What to do ▸
All the data below needs to be retyped exactly as shown.

Data excerpts ▸
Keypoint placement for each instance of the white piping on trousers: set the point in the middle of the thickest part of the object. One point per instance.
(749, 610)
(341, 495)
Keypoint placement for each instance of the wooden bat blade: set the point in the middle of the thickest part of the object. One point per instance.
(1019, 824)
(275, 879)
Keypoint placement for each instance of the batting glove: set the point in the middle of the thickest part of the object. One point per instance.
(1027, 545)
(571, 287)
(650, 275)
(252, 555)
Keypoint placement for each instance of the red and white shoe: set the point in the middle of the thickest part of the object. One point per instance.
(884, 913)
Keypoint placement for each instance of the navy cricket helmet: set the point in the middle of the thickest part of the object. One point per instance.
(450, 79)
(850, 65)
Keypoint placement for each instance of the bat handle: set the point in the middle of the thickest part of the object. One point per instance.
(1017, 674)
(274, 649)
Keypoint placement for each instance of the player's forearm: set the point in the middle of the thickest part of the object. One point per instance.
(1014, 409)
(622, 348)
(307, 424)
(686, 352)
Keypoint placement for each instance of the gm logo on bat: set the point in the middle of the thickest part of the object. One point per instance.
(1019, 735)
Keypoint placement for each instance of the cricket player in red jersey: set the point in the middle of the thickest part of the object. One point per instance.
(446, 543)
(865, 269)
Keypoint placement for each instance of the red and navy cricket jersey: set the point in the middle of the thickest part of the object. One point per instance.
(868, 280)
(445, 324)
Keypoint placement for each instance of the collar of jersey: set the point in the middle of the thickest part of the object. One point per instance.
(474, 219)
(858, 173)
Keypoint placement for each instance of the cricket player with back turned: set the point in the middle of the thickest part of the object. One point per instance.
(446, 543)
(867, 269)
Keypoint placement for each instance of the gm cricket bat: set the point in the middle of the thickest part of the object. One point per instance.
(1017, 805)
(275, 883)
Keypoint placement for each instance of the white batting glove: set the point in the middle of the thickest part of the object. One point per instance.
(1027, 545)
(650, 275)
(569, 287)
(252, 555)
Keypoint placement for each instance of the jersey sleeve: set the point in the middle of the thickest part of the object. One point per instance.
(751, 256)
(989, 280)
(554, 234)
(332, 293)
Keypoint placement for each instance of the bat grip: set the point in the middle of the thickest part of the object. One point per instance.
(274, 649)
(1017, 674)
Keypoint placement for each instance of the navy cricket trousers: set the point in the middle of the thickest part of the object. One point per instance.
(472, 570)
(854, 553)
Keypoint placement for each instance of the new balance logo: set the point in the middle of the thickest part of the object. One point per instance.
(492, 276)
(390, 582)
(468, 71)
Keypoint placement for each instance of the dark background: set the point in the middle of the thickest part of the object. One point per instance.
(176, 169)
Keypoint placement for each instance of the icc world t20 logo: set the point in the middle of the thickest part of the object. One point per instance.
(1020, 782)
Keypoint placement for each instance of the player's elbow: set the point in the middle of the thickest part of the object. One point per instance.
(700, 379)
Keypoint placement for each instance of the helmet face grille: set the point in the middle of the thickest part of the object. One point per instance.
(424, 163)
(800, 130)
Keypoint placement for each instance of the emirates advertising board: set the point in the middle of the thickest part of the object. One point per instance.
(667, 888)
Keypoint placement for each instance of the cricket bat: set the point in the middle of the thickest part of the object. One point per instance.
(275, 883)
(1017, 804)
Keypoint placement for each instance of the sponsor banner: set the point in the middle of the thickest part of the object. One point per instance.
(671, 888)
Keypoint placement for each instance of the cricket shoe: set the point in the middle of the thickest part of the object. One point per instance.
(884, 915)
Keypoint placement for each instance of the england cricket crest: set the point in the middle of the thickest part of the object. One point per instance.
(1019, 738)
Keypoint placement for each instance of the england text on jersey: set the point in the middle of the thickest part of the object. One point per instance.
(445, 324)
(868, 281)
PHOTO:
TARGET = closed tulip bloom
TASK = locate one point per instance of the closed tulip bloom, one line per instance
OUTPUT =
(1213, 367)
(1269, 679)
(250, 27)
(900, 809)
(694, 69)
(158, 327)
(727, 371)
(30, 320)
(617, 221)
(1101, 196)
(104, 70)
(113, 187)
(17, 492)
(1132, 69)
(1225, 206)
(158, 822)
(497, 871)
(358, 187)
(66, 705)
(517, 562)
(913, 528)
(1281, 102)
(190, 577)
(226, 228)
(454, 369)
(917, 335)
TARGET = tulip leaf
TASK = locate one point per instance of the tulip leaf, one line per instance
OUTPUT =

Output ▸
Keypoint placement for each instance of the white piping on trousers: set the point in the middle of the thickest part of the object. One point per instance.
(749, 610)
(341, 495)
Keypoint placement for each instance of the wooden bat blade: set the point in the middle of the thickest part of the object. One point per instance.
(1019, 824)
(275, 879)
Keypoint placement for each instance of the batting glove: set the point in the middle of the thickest part of the object. One point per instance.
(1027, 545)
(571, 287)
(650, 275)
(252, 555)
Keypoint placement for each instance of the red and white shoe: set the point in the middle of the thickest part of the object. One point per instance.
(884, 913)
Keypoint placement for each instance of the navy cricket helmet: set the point in the middle of the thickest part of the object. One point per instance.
(450, 79)
(850, 65)
Keypoint placement for each instance of the bat handle: set the point in the middle of the thickest part of the object. One point per instance.
(1017, 674)
(274, 649)
Keypoint placement for each instance of the player's forearm: set the point in the middle of the thickest part of the object. One point per instance.
(1014, 409)
(622, 348)
(307, 424)
(686, 352)
Keypoint placement for each instance of the gm logo on bat: set the point in the middle of the thickest part of the object. One point per instance.
(1019, 735)
Keypoint placement for each instance of the cricket player in red jersey: set the point in the middle of the thickest part of the object. One point per instance.
(446, 543)
(865, 269)
Keypoint placement for each instance of the red and navy cricket jersey: set the point in the middle of the thickest part of the object. One point per instance.
(868, 280)
(445, 324)
Keypoint placement for each instance of the collar of jersey: set the point in the middle of the thickest part of the object. One point per instance.
(474, 219)
(858, 173)
Keypoint placement for each instance of the cricket player with back turned: set the point in the middle of the thickest part of the object. One point per instance.
(446, 543)
(867, 269)
Keypoint placement for each instance of the gm cricket bat: set the point in the middle of the thickest part of the object. One point per instance.
(1017, 805)
(275, 883)
Keypoint placement for each instance of the white batting glove: set the point in the middle of the thickest part of the object. One point per instance.
(1027, 545)
(650, 275)
(569, 287)
(252, 555)
Keypoint placement for each instance of the jersey sleeve: set the point in the middle of the thickest part of the object. One point per instance.
(751, 256)
(989, 280)
(554, 234)
(332, 293)
Keypoint placement for each instance of the bat grip: set the point in the middle of the thickest part of the object. One point per instance.
(274, 649)
(1017, 674)
Keypoint placement for each instance of the navy cricket trousers: set the point in the middle of the thickest part of the object. One point per instance.
(472, 570)
(854, 553)
Keypoint placement for each instance of the new balance logo: set the point in the middle of the thickest part of the object. One point per instance.
(492, 276)
(390, 582)
(468, 71)
Keypoint placement for each instance of the dark background: set the point in the middle of the thickest part of the object. One point per instance.
(176, 169)
Keypoint placement for each instance of the icc world t20 logo: set the point in the middle of the thickest part of the object. One point per instance.
(1020, 782)
Keypoint placement for each instance of the player's elbow: set the point in the middle of the thickest part of the object. One point per instance.
(700, 379)
Keypoint placement for each instance of the helmet face grille: set the point in the middle of the thickest part of the object. One point per instance.
(424, 163)
(800, 130)
Keypoint placement for each instance of the emirates advertising board: set the point in the middle of the thickest part of the object. One point per instance.
(667, 888)
Keypoint placement for each instance of the cricket bat: set the point in the middle of the thickest part of the object. One point per instance.
(275, 883)
(1017, 804)
Keypoint placement for each instance of the sponsor banner: set the point in the middle of the thickest part of the object. One point per instance.
(671, 888)
Keypoint placement for each instance of the cricket shoe: set the point in the middle of the thickest part of the object. One point per instance.
(884, 915)
Keypoint placement for each instance of the england cricket crest: set the point in the middle of the thickest part of the object. One point per instance.
(1019, 738)
Keypoint placement for each instance of the england text on jersey: set the point in the middle of the thickest part of the object. One point per instance.
(445, 324)
(868, 281)
PHOTO:
TARGET = closed tulip bloom
TASK = locate one point per instance of the closed tulip bloom, one line per instance
OUTPUT =
(1213, 367)
(1269, 679)
(250, 27)
(900, 809)
(694, 69)
(158, 327)
(727, 371)
(30, 320)
(617, 221)
(1101, 196)
(104, 70)
(113, 187)
(17, 492)
(1132, 69)
(1225, 206)
(158, 822)
(497, 871)
(358, 187)
(66, 705)
(517, 562)
(913, 528)
(1281, 102)
(190, 577)
(226, 228)
(454, 369)
(917, 335)
TARGET = tulip leaf
TASK = locate one point per instance of the tulip leaf, one line per instance
OUTPUT =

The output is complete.